◆ What is needed ◆
Convert the records below into a JSON array of strings, one string per line, leaving out blank lines.

◆ Location annotation dataset records ◆
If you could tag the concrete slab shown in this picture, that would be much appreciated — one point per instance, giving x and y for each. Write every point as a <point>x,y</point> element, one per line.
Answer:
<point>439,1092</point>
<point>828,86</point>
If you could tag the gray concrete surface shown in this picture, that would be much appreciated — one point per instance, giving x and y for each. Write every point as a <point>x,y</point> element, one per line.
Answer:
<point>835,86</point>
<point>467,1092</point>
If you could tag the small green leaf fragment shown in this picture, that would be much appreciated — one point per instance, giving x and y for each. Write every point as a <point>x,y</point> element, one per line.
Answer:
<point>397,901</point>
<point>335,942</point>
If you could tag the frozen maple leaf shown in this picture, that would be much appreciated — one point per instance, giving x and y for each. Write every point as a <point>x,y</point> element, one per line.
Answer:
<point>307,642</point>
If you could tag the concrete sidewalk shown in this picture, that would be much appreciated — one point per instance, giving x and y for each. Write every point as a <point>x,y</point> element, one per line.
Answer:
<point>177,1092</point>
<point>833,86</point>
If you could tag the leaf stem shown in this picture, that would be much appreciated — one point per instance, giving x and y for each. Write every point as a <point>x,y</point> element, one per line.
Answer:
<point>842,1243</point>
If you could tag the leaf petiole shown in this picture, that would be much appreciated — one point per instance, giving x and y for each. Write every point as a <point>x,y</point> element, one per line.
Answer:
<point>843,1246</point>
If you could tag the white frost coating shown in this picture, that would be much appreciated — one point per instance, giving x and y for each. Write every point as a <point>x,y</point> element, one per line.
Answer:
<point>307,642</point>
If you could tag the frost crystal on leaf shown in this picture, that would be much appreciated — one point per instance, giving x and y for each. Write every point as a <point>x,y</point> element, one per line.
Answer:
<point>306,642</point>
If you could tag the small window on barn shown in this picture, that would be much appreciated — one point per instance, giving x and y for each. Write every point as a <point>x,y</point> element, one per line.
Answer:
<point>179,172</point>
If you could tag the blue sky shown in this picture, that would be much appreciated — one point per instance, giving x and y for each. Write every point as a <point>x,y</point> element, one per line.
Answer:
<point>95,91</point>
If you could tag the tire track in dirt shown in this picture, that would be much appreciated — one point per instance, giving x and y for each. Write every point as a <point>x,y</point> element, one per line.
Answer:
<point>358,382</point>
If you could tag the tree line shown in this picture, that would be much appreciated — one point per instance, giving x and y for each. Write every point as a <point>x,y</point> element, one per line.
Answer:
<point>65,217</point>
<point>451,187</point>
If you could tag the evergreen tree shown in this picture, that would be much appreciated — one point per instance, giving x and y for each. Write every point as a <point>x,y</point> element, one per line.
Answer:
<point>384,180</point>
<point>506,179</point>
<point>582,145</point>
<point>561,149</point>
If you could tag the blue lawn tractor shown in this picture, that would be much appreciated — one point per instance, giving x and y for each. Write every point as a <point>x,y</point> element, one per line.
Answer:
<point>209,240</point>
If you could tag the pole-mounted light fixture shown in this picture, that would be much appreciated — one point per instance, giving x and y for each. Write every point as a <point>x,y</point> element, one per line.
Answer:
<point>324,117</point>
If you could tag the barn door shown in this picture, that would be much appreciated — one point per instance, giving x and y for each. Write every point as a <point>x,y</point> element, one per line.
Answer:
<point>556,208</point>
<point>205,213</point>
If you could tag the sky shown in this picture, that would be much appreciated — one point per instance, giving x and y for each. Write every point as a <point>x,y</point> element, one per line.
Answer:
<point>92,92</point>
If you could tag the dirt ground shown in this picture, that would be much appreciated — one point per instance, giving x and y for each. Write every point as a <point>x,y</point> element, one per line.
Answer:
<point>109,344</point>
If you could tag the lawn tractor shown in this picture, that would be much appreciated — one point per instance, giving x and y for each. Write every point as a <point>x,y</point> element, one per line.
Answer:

◆ Solution to this task ◆
[
  "If you could tag the concrete slab shown in this picture, that would be much appreciated — one point per instance, giving x and y for each. Write every point as a <point>x,y</point> element, one per line.",
  "Answer:",
  "<point>439,1092</point>",
  "<point>828,86</point>",
  "If you could tag the gray concrete surface shown in this picture, that would be much appreciated — one point per instance, giving x and y for each. Write every point as a <point>x,y</point> element, one per line.",
  "Answer:",
  "<point>835,86</point>",
  "<point>467,1092</point>",
  "If you could tag the small green leaf fragment shown in this picture, that would be much appreciated — one point per instance, giving x and y for each. Write every point as a <point>x,y</point> element, one per line.",
  "Answer:",
  "<point>397,901</point>",
  "<point>335,942</point>",
  "If you could tag the frozen maple leaf shown in this picture, that would be much appreciated — one point per instance, giving x and y for each. Write every point as a <point>x,y</point> element, one per line.",
  "Answer:",
  "<point>307,642</point>",
  "If you could tag the concrete sidewalk shown in this picture, that would be much appreciated — one point per instance, giving x and y for each. Write every point as a <point>x,y</point> element, one per line.",
  "Answer:",
  "<point>177,1092</point>",
  "<point>833,86</point>",
  "If you could tag the leaf stem shown in this picture, that would be much appreciated — one point per instance, giving x and y for each. Write every point as a <point>x,y</point> element, one per line.",
  "Answer:",
  "<point>842,1243</point>",
  "If you could tag the leaf petiole shown in this picture, that would be much appreciated — one point per instance, giving x and y for each. Write every point as a <point>x,y</point> element, one per line.",
  "Answer:",
  "<point>843,1246</point>",
  "If you could tag the white frost coating shown in this picture, that would be much appreciated — one point per instance, giving x and y for each. Write every point as a <point>x,y</point> element, one per line.",
  "Answer:",
  "<point>307,642</point>",
  "If you could tag the frost crystal on leaf shown in this picture, that would be much appreciated — one point per instance, giving x and y for each. Write every point as a <point>x,y</point> element, one per line.",
  "Answer:",
  "<point>306,642</point>",
  "If you could tag the small window on barn shown in this picture, that would be much appreciated — one point per instance, giving x and y for each. Write every point as a <point>x,y</point> element, one per line.",
  "Answer:",
  "<point>179,172</point>",
  "If you could tag the blue sky shown in this picture, that would be much appreciated — one point per instance, giving x and y for each. Write every point as a <point>x,y</point> element, one per line.",
  "Answer:",
  "<point>95,91</point>",
  "If you could tag the tire track in dirt shown in this picture, that would be much appreciated — one point per instance, giving x and y for each. Write every point as a <point>x,y</point> element, one per line.",
  "Answer:",
  "<point>358,382</point>",
  "If you could tag the tree line shown in this picture, that would be much appreciated — one point per instance, giving x and y for each. Write every point as a <point>x,y</point> element, one per line.",
  "Answer:",
  "<point>65,217</point>",
  "<point>451,187</point>",
  "If you could tag the evergreen tree shown in this picture, that would be much appreciated — one point per instance, giving x and y for each. Write every point as a <point>x,y</point> element, one per line.",
  "Answer:",
  "<point>384,180</point>",
  "<point>506,179</point>",
  "<point>582,145</point>",
  "<point>561,149</point>",
  "If you could tag the blue lawn tractor shown in this picture, that would be much appreciated — one point per instance, giving x and y for each. Write every point as a <point>x,y</point> element, one per line.",
  "Answer:",
  "<point>209,240</point>",
  "If you could tag the pole-mounted light fixture shown in this picture, that would be much appreciated — one point per instance, giving x and y for each. Write every point as a <point>x,y</point> element, one per line.",
  "Answer:",
  "<point>324,117</point>",
  "If you could tag the barn door shown in this picture, that would be much appreciated — one point per instance, giving x and y for each. Write every point as a <point>x,y</point> element, one per line.",
  "Answer:",
  "<point>556,208</point>",
  "<point>205,213</point>",
  "If you could tag the sky shown in this picture, that would be much appreciated — one point per instance, giving x and y for each. Write every point as a <point>x,y</point> element, one per line.",
  "Answer:",
  "<point>92,92</point>",
  "If you could tag the dirt ground shown in this picture, that would be much appreciated — one point per instance, giving x and y for each. Write every point as a <point>x,y</point> element, one per line.",
  "Answer:",
  "<point>109,344</point>",
  "If you could tag the lawn tractor shown in this picture, that would be much appreciated — one point per instance, giving x and y for each. Write every point as a <point>x,y</point> element, one per line.",
  "Answer:"
]